▸ Supplied entries:
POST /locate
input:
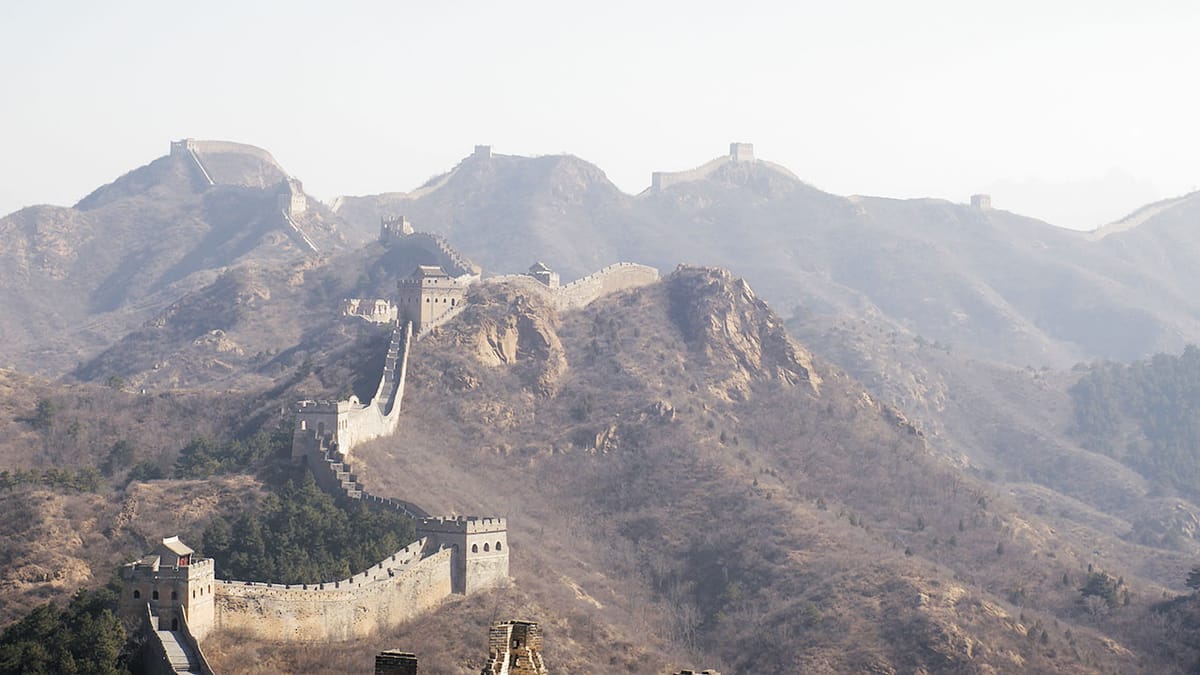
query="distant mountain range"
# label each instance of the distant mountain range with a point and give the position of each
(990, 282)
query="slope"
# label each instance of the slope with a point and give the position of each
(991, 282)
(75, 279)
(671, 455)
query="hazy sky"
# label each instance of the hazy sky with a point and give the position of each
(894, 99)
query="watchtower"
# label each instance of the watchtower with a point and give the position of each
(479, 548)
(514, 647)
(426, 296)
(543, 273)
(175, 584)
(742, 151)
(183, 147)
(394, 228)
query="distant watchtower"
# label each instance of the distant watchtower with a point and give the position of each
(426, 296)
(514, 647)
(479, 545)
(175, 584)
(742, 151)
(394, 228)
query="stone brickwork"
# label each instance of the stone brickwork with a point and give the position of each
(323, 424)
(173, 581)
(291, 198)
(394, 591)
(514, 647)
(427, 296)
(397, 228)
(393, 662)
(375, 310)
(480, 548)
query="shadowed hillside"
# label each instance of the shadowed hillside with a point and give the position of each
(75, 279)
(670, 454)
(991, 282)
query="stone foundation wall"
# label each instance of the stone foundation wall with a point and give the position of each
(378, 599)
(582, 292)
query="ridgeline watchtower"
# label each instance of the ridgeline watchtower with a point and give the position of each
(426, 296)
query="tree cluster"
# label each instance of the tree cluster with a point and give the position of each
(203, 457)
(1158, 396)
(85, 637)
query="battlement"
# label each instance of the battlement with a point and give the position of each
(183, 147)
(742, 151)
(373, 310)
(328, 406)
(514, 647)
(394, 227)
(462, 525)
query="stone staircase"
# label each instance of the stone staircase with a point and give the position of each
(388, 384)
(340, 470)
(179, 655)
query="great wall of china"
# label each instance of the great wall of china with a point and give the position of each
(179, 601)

▸ Description of the task: Omit the pictures, and quote the material above exactly as given.

▸ Response to the task:
POST /locate
input:
query="distant mountain range"
# label each instance of the distant mountain range with a point and give the position of each
(990, 282)
query="slope"
# label each instance of the slope with a point and give the position of each
(991, 282)
(75, 279)
(671, 455)
query="hazy sky"
# label each instance of the hazy sky with a point and give the position of each
(894, 99)
query="watchtower"
# label each instance of the watchtower with a point and give the position of each
(479, 548)
(514, 647)
(426, 296)
(543, 273)
(175, 584)
(742, 151)
(183, 147)
(394, 228)
query="distant watchtower"
# label each instance of the distant watchtower with a point and give the position of each
(426, 296)
(514, 647)
(479, 545)
(175, 584)
(742, 151)
(394, 228)
query="stone brickwork"
# label each instance of the stone brickwork with a point and give the position of each
(323, 424)
(173, 581)
(291, 198)
(394, 591)
(514, 647)
(427, 296)
(397, 228)
(393, 662)
(375, 310)
(480, 548)
query="shadowed hillside"
# label each instance of the shadowed hillside with a point and give the position of each
(75, 279)
(670, 454)
(991, 282)
query="stone foundation wall"
# label each instance of the stone foundation wall with a point and give the position of each
(378, 599)
(582, 292)
query="ridgeline watchtower"
# label each instance of the ridgeline watchtower with a point and give the position of each
(426, 296)
query="tree cluster"
# label each instance of the tree cluster with a point and give the position of each
(203, 457)
(1158, 396)
(85, 637)
query="battlement"
# label each instance of the battlement with a point and give the position of each
(183, 147)
(742, 151)
(373, 310)
(328, 406)
(514, 647)
(394, 227)
(462, 525)
query="stone staircase"
# label each instance of the stone staircase with a point and give the position of each
(388, 384)
(340, 470)
(179, 655)
query="great wall of china"
# label each instance of the great wall of china with a point and give the position of each
(179, 601)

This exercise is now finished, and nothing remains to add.